**Task input:**
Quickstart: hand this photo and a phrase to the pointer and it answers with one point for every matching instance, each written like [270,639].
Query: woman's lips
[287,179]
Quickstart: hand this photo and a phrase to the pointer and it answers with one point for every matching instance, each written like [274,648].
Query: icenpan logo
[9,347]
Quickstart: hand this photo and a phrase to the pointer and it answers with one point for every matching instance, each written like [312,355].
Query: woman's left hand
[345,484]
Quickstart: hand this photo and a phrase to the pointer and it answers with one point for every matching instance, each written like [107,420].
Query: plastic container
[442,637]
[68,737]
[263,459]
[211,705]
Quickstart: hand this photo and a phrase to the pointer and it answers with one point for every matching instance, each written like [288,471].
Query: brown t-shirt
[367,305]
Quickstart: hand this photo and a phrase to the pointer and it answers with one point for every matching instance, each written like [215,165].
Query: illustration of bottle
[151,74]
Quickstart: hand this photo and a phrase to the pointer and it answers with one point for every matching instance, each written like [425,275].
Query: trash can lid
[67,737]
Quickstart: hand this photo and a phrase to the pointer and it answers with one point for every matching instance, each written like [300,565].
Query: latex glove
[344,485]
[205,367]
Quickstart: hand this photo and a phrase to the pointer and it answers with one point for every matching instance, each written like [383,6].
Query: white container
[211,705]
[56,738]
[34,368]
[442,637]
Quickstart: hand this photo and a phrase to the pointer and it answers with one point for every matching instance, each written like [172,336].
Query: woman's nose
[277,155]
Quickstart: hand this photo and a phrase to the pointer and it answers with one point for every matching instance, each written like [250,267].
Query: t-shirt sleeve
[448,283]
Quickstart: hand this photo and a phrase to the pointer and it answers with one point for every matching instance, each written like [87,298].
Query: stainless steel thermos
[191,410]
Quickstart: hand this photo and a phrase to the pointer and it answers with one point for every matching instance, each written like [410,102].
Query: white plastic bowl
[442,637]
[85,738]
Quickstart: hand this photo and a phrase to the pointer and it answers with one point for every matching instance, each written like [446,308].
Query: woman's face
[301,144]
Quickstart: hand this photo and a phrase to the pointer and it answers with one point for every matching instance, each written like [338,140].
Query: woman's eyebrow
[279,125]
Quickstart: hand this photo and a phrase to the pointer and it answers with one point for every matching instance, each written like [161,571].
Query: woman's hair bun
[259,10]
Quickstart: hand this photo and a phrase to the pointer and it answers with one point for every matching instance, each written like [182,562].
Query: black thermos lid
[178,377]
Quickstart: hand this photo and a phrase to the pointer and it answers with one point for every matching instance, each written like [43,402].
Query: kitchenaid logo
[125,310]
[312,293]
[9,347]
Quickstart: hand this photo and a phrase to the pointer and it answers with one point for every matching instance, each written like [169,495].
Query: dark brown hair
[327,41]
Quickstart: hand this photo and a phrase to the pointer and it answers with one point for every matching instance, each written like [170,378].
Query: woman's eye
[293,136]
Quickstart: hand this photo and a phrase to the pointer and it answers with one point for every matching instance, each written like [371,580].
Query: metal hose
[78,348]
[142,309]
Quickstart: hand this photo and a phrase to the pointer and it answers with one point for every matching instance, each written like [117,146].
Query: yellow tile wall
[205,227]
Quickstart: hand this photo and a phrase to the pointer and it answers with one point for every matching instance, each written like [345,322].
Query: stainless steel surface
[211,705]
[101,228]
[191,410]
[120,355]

...

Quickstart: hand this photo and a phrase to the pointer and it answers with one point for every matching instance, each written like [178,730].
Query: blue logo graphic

**Given instruction:**
Please return every line of the material above that contains the word "stainless". Case counts.

**Result for this exercise:**
Query: stainless steel thermos
Query: stainless steel surface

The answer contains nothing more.